TASK GOAL> Pull each line containing "below" out of the data and copy it.

ENTRIES SUPPLIED>
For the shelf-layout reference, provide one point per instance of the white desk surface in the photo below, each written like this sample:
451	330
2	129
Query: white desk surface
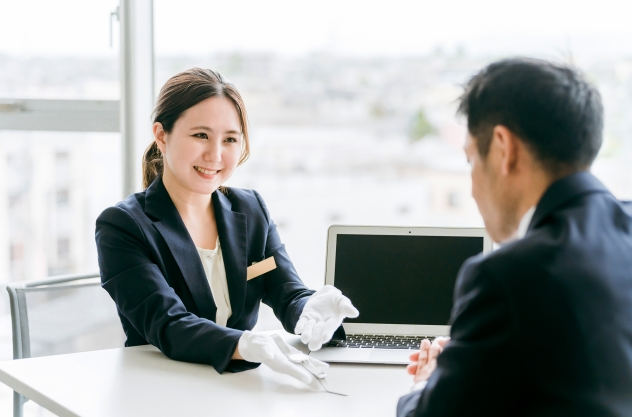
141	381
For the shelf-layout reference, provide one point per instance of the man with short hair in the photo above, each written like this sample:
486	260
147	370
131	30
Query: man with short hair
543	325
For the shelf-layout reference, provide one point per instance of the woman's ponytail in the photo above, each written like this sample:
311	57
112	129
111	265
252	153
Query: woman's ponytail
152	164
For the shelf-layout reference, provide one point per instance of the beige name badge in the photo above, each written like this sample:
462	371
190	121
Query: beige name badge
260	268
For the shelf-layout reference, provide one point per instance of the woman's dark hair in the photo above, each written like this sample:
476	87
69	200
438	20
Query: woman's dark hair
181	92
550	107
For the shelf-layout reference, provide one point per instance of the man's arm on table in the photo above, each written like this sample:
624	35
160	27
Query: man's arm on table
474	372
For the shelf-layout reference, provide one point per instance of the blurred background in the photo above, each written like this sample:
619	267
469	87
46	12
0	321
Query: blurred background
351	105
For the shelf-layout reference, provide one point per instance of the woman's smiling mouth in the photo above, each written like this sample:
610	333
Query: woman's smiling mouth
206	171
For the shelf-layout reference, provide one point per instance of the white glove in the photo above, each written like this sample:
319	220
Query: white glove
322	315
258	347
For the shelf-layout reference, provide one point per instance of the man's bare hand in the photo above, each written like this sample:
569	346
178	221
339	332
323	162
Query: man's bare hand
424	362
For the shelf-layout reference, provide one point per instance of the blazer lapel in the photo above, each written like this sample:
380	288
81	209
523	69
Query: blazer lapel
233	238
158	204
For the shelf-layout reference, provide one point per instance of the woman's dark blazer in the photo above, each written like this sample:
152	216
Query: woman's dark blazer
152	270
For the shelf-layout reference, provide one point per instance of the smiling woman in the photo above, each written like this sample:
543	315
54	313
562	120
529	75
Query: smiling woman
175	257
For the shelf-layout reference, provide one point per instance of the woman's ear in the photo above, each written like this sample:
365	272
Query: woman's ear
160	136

--

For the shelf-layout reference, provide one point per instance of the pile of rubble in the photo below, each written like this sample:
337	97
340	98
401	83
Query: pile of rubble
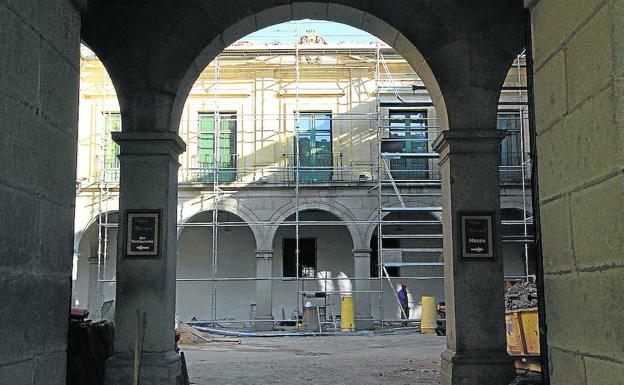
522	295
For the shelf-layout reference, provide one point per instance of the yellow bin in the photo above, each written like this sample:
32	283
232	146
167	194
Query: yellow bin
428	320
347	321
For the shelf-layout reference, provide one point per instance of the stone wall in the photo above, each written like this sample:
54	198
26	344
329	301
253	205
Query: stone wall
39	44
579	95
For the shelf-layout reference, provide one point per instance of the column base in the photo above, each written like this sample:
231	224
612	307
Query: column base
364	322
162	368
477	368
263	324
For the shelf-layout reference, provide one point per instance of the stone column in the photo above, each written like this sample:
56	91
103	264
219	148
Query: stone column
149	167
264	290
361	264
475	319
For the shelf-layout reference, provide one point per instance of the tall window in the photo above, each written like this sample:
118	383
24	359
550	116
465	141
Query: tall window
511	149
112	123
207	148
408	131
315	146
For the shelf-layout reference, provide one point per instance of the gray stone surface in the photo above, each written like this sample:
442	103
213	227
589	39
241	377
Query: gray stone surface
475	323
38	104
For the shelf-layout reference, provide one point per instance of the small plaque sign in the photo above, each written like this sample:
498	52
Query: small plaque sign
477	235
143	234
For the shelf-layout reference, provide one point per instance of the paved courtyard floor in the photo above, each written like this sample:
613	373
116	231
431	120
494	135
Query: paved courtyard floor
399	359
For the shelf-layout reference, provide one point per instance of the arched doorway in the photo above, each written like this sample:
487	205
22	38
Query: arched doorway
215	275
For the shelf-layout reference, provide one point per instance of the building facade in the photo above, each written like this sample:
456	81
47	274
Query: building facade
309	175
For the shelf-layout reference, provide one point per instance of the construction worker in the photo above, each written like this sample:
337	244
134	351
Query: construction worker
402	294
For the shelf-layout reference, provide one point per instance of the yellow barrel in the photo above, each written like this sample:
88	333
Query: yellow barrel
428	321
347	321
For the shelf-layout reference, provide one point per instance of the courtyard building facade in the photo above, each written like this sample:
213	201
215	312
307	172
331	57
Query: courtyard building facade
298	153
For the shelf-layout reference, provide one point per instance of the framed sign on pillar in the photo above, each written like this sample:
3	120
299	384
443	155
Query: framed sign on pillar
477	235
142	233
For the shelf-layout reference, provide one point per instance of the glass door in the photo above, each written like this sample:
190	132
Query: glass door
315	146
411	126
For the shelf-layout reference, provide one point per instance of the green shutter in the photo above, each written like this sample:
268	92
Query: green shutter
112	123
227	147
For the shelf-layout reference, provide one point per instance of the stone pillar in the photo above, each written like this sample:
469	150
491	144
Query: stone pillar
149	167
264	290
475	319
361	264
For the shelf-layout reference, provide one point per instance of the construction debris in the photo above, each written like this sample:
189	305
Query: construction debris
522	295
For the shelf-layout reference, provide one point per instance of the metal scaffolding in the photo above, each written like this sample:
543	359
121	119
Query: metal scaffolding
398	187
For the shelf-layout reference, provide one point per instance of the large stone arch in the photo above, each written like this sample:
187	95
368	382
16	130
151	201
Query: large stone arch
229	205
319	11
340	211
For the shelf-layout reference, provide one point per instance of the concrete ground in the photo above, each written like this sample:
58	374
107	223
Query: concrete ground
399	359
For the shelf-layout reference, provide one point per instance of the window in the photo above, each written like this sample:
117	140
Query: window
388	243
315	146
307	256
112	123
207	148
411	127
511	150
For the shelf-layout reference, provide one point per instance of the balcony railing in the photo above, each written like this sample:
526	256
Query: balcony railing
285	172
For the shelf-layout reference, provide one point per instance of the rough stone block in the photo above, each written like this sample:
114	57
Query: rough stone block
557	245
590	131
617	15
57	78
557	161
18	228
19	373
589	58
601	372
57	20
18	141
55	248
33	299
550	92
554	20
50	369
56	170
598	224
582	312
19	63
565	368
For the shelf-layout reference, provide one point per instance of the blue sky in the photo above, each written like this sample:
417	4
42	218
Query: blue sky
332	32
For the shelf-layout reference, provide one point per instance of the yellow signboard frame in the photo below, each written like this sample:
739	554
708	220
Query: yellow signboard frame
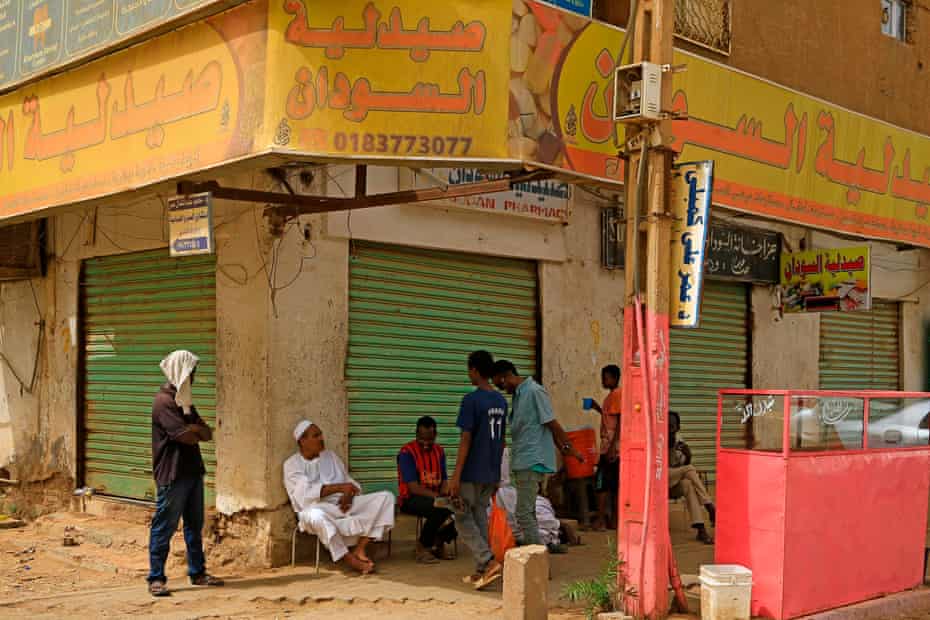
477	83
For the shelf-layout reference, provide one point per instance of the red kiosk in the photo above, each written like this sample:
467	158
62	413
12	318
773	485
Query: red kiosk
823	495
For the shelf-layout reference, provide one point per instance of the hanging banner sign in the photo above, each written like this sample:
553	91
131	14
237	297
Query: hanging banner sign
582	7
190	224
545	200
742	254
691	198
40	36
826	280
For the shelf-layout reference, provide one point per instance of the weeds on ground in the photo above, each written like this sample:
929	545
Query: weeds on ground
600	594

PROBLEM SOLUTION>
For the shelf-layout reference, provide one point per instance of the white desk surface in the photo below, each written like this sample:
For the shelf-layout reference, provide one point per instance of the pile of rubble in the photo below, each written like this sample:
For the shelf-layout reference, provide one point per instance of the yellow signboard frame in the photo below, each written like this sample:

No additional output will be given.